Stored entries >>
++++++++++

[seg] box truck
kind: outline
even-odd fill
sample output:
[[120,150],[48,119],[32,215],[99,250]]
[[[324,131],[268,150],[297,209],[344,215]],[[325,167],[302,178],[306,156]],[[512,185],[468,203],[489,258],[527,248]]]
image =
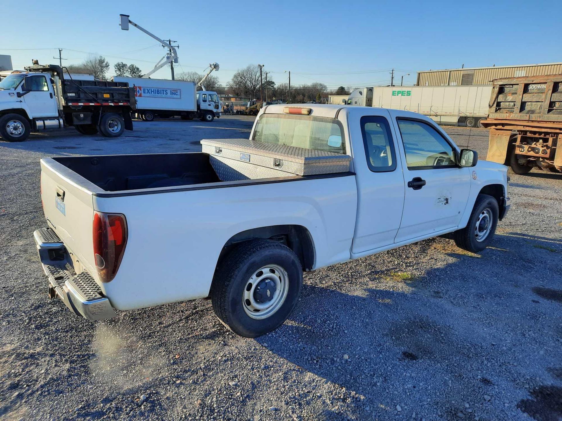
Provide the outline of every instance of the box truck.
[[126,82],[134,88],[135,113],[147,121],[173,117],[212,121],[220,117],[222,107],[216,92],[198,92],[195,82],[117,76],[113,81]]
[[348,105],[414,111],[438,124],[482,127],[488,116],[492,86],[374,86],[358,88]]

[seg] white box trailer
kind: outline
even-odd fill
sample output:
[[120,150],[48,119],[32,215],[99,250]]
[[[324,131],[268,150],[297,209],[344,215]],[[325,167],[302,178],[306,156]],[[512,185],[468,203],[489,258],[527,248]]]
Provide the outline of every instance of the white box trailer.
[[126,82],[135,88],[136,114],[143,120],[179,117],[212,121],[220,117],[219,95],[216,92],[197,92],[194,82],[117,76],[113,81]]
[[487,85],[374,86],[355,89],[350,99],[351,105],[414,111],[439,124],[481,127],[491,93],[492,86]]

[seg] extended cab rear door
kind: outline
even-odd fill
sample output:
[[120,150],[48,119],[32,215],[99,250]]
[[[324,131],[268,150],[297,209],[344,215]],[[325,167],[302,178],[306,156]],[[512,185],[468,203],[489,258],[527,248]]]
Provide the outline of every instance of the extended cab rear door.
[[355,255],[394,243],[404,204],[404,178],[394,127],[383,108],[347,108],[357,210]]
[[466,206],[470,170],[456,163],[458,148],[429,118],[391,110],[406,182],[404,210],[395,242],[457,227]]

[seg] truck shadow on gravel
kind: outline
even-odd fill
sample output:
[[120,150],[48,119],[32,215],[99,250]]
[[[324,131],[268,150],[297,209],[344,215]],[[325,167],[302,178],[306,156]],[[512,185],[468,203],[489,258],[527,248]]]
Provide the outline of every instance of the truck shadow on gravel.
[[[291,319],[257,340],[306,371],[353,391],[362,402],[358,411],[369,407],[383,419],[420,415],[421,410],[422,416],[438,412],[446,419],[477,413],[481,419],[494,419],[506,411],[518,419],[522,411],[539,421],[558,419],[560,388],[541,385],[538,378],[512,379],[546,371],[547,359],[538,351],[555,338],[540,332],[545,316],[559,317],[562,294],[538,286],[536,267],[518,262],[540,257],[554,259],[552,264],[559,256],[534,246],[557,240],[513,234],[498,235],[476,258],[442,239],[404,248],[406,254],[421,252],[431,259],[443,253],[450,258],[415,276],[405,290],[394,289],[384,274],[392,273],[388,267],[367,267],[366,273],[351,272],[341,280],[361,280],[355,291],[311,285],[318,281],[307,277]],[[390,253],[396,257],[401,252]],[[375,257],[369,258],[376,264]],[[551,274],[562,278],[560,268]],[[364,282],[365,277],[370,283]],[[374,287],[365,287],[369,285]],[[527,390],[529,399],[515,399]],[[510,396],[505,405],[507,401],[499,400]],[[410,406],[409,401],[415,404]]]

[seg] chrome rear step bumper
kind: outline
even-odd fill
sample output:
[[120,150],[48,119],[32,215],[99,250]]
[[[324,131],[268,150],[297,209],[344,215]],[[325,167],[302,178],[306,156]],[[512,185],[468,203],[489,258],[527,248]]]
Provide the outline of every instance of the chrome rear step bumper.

++++++++++

EXERCISE PROMPT >>
Update the rows from the line containing "[seg] extended cab rear door" through the line containing "Provide the outline of every instance of the extended" by replacing "rear door" with "side door". Give back only those lines, with nothing else altered.

SOLUTION FOR THIS TASK >>
[seg] extended cab side door
kind: outline
even-odd fill
sample output:
[[120,150],[48,119],[32,215],[99,250]]
[[[324,131],[268,150],[297,209],[344,215]],[[325,167],[302,178],[306,156]],[[512,185],[468,203],[489,258],[527,248]]]
Provide the outline of every instance of the extended cab side door.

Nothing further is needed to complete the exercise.